(Material shown Opens)

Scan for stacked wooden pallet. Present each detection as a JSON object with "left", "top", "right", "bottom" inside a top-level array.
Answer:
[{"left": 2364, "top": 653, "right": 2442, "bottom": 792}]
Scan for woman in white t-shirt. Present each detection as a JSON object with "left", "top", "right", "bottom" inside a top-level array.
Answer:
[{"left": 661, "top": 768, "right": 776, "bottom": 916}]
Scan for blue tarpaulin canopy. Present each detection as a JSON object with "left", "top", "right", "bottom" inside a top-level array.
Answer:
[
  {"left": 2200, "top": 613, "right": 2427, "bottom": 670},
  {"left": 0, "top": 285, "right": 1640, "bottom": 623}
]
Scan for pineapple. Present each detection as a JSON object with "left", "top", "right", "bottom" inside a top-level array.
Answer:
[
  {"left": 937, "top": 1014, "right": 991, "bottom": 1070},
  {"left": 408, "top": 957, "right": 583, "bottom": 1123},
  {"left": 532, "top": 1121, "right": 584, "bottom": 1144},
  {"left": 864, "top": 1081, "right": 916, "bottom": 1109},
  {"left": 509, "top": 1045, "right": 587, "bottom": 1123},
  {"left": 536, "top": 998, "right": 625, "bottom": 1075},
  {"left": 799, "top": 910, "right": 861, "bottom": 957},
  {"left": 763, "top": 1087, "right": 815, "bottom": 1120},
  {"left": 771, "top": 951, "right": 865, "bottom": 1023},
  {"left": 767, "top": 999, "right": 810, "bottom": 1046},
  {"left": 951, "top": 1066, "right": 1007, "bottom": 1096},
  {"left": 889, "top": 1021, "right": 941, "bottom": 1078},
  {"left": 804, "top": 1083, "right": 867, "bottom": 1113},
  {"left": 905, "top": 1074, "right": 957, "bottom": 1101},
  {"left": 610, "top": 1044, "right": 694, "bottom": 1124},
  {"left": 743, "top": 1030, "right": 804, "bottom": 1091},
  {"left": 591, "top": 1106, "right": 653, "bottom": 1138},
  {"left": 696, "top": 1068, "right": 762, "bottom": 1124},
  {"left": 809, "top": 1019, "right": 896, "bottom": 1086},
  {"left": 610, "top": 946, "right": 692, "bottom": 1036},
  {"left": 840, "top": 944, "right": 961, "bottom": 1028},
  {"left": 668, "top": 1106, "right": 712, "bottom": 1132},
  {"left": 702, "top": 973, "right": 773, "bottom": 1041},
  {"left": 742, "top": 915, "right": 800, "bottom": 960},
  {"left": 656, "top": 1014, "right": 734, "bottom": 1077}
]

(Material shown Closes)

--- Exercise aim ---
Print every entry exactly as written.

--- Written answer ---
Scan for stacked wooden pallet. Present each detection as a JSON object with "left", "top", "right", "bottom" inside a top-level array.
Answer:
[{"left": 2364, "top": 653, "right": 2442, "bottom": 792}]
Scan for woman in white t-shirt. Present each detection as a JSON object with "left", "top", "right", "bottom" inside a top-level array.
Answer:
[{"left": 661, "top": 768, "right": 776, "bottom": 916}]
Scan for blue tarpaulin canopy. Present each detection as a JSON object with "left", "top", "right", "bottom" inside a top-level array.
Answer:
[
  {"left": 2200, "top": 613, "right": 2427, "bottom": 670},
  {"left": 0, "top": 285, "right": 1640, "bottom": 623}
]
Scan for pineapple. Present each detection as a JSON object with "left", "top", "right", "bottom" inside a top-level array.
Answer:
[
  {"left": 937, "top": 1014, "right": 991, "bottom": 1070},
  {"left": 408, "top": 957, "right": 583, "bottom": 1123},
  {"left": 532, "top": 1121, "right": 584, "bottom": 1144},
  {"left": 864, "top": 1081, "right": 916, "bottom": 1109},
  {"left": 509, "top": 1045, "right": 587, "bottom": 1123},
  {"left": 536, "top": 998, "right": 625, "bottom": 1075},
  {"left": 799, "top": 910, "right": 861, "bottom": 957},
  {"left": 763, "top": 1087, "right": 815, "bottom": 1120},
  {"left": 771, "top": 951, "right": 865, "bottom": 1023},
  {"left": 767, "top": 999, "right": 810, "bottom": 1046},
  {"left": 951, "top": 1066, "right": 1007, "bottom": 1096},
  {"left": 889, "top": 1021, "right": 941, "bottom": 1078},
  {"left": 804, "top": 1083, "right": 867, "bottom": 1113},
  {"left": 905, "top": 1074, "right": 957, "bottom": 1101},
  {"left": 610, "top": 1044, "right": 694, "bottom": 1124},
  {"left": 743, "top": 1030, "right": 804, "bottom": 1091},
  {"left": 591, "top": 1106, "right": 653, "bottom": 1138},
  {"left": 696, "top": 1068, "right": 762, "bottom": 1124},
  {"left": 809, "top": 1019, "right": 896, "bottom": 1086},
  {"left": 610, "top": 946, "right": 692, "bottom": 1036},
  {"left": 840, "top": 944, "right": 961, "bottom": 1028},
  {"left": 668, "top": 1106, "right": 712, "bottom": 1132},
  {"left": 702, "top": 973, "right": 773, "bottom": 1041},
  {"left": 742, "top": 915, "right": 800, "bottom": 960},
  {"left": 656, "top": 1014, "right": 734, "bottom": 1077}
]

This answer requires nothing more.